Saturday, October 22, 2011

Review: Quirky Cool Cocotte - Really Good. Almost.

My first impression of Cocotte was formed well before I walked in the door.  I'd heard great things about the Wunderlust Hotel and it's flagship restaurant, a beacon of flair tucked away amongst the vegetable stalls and backpacker watering holes in Little India.  Consequently, expectations were high and Cocotte lived up to them.  Almost.

The contrast between the street outside and the restaurant within smacks you in the face as you walk in the door.  This place looks cool.  Three old dentists chairs greet you in the hallway and ahead you get a sneak peek at the modern-industrial-French-countryside-bistro interior of the restaurant.  We're talking purple and white gingham checked napkins and bright yellow lacquered metal chairs, wooden wine box storage cabinets and neon signage.  Brilliant!







When we sat down a few of the 'almost' factors began to rear their ugly heads.  Firstly we had to request additional menus for the table - we were provided with two for a table of six.  Secondly, corkage.  Yes, Cocotte is BYOW but why bother when corkage is $30 per bottle?

[Running count - 2 'almost' factors]

We ordered our appetisers - a pickled anchovy and tomato salad, escargot pastries, a pear, rocket and blue cheese salad, and three onion and anchovy tarts.  The three unique entrees were delivered first.  We all admired the presentation of the escargot while we waited for the tarts to arrive.  The grumbling over our wait escalated as the escargot cooled, and eventually someone arrived to inform us that "the tarts were not to the satisfaction of the chef and could we please choose another entree?"  It's great to have high standards for your food, but why deliver half the entrees before informing us?  Three additional pear salads were ordered and proved a rather disappointing choice - more of a side dish or a menu lengthener than appetising.  My pickled anchovy salad was nice, nothing amazing, but nice.

- Provided data -

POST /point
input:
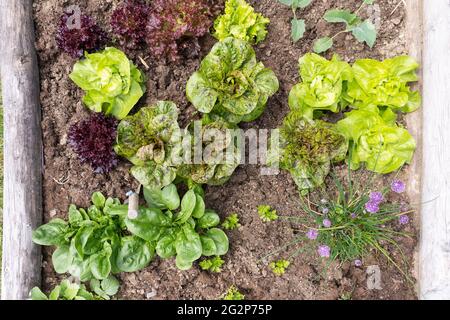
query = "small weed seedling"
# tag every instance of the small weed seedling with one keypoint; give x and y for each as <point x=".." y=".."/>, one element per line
<point x="362" y="30"/>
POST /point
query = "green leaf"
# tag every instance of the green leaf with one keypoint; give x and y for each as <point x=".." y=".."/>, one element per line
<point x="187" y="207"/>
<point x="98" y="199"/>
<point x="62" y="259"/>
<point x="323" y="44"/>
<point x="170" y="197"/>
<point x="340" y="16"/>
<point x="134" y="254"/>
<point x="188" y="244"/>
<point x="199" y="209"/>
<point x="37" y="294"/>
<point x="110" y="285"/>
<point x="365" y="32"/>
<point x="208" y="220"/>
<point x="298" y="29"/>
<point x="220" y="240"/>
<point x="149" y="224"/>
<point x="113" y="84"/>
<point x="52" y="233"/>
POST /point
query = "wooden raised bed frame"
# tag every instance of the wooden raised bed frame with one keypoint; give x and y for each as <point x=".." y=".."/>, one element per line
<point x="429" y="42"/>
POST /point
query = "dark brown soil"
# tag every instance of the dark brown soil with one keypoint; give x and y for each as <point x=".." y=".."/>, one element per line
<point x="66" y="181"/>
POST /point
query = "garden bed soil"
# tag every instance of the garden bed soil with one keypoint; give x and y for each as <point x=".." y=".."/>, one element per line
<point x="66" y="181"/>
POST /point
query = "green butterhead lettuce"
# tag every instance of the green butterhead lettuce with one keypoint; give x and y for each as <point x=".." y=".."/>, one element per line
<point x="323" y="82"/>
<point x="241" y="22"/>
<point x="149" y="139"/>
<point x="384" y="84"/>
<point x="306" y="148"/>
<point x="383" y="147"/>
<point x="231" y="83"/>
<point x="113" y="84"/>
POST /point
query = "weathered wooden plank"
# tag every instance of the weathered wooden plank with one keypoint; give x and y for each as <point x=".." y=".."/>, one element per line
<point x="22" y="209"/>
<point x="435" y="211"/>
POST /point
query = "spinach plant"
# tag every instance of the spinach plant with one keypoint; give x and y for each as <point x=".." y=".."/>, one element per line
<point x="93" y="243"/>
<point x="183" y="229"/>
<point x="68" y="290"/>
<point x="298" y="26"/>
<point x="362" y="30"/>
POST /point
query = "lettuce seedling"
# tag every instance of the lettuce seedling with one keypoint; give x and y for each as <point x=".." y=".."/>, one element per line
<point x="279" y="267"/>
<point x="231" y="83"/>
<point x="129" y="22"/>
<point x="181" y="229"/>
<point x="231" y="222"/>
<point x="149" y="139"/>
<point x="306" y="148"/>
<point x="298" y="26"/>
<point x="240" y="21"/>
<point x="266" y="213"/>
<point x="92" y="244"/>
<point x="362" y="30"/>
<point x="383" y="147"/>
<point x="233" y="294"/>
<point x="67" y="290"/>
<point x="92" y="140"/>
<point x="212" y="264"/>
<point x="322" y="86"/>
<point x="220" y="155"/>
<point x="175" y="25"/>
<point x="113" y="84"/>
<point x="384" y="84"/>
<point x="75" y="40"/>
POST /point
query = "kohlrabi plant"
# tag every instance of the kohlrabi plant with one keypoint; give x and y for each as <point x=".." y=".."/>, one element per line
<point x="174" y="27"/>
<point x="307" y="149"/>
<point x="93" y="139"/>
<point x="76" y="39"/>
<point x="68" y="290"/>
<point x="182" y="229"/>
<point x="322" y="86"/>
<point x="380" y="144"/>
<point x="298" y="26"/>
<point x="219" y="157"/>
<point x="384" y="84"/>
<point x="240" y="21"/>
<point x="129" y="21"/>
<point x="112" y="83"/>
<point x="150" y="139"/>
<point x="93" y="243"/>
<point x="348" y="222"/>
<point x="231" y="83"/>
<point x="363" y="30"/>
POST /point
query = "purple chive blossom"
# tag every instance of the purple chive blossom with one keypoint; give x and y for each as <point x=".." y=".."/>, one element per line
<point x="312" y="234"/>
<point x="404" y="219"/>
<point x="376" y="197"/>
<point x="398" y="186"/>
<point x="326" y="223"/>
<point x="372" y="207"/>
<point x="324" y="251"/>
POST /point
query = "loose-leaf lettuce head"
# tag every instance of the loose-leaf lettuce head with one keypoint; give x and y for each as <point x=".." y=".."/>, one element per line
<point x="383" y="147"/>
<point x="384" y="84"/>
<point x="231" y="83"/>
<point x="306" y="148"/>
<point x="323" y="82"/>
<point x="220" y="155"/>
<point x="149" y="140"/>
<point x="240" y="21"/>
<point x="113" y="84"/>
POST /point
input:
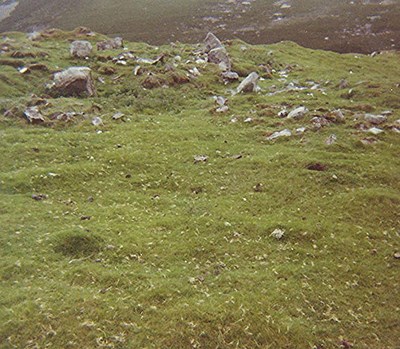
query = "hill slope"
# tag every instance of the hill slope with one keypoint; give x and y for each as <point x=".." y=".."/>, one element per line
<point x="341" y="25"/>
<point x="155" y="231"/>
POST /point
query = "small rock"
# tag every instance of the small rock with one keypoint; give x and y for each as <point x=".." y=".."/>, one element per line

- Work instruction -
Continue the Cocotte restaurant review from its last sentence.

- Answer to this problem -
[Running count - 4 'almost' factors]

Fabulously presented but rapidly cooling escargot


Just when I thought the entree service couldn't sink any lower, my pet hate of hospitality service came to the fore.  Almost all our plates were cleared before we had finished eating.  I say almost because, as this is my pet hate, I refuse to let anyone clear by plate while one of my dining companions is still eating.  This practice drives me absolutely nuts and I simply cannot understand why the absolute basics of Service 101 are continually flouted - especially in Singapore.

[Running count - 5 'almost' factors]

I crossed my fingers that the mains would improve my opinion.  They did.

Three fabulous pan-seared sea bass emerged at exactly the same time as a wooden board of marinated roast chicken to be shared by two.  The boeuf bourguignon was declared "good" and disappeared quickly.

Sea bass

By now I was really quite full, but intrigued by the sound of 'Strawberry and Lavender Sorbet' so ordered a ball. The sorbet was right up there with the best I have tasted.  The lavender was incredibly fragrant, wafting off the spoon, and the taste was summer in a mouthful.  Sander had lined up the Chocolate Royal while browsing the menu on line.  It was ordered with six spoons and proved dark, rich and quickly devoured.





So would I recommend Cocotte?  Yes, absolutely. It's cool, quirky, the food is good (not great, aside from the sorbet), portions generous and the patronage as culturally diverse as Singapore itself.  Just don't expect anything more than standard Singapore-restaurant service and be somewhat picky from the menu.

Oh, and request a table far from the bathroom - the absence of a door means that diners look into other patrons washing their hands, and touching up their lipstick in the mirror.  Not exactly charming.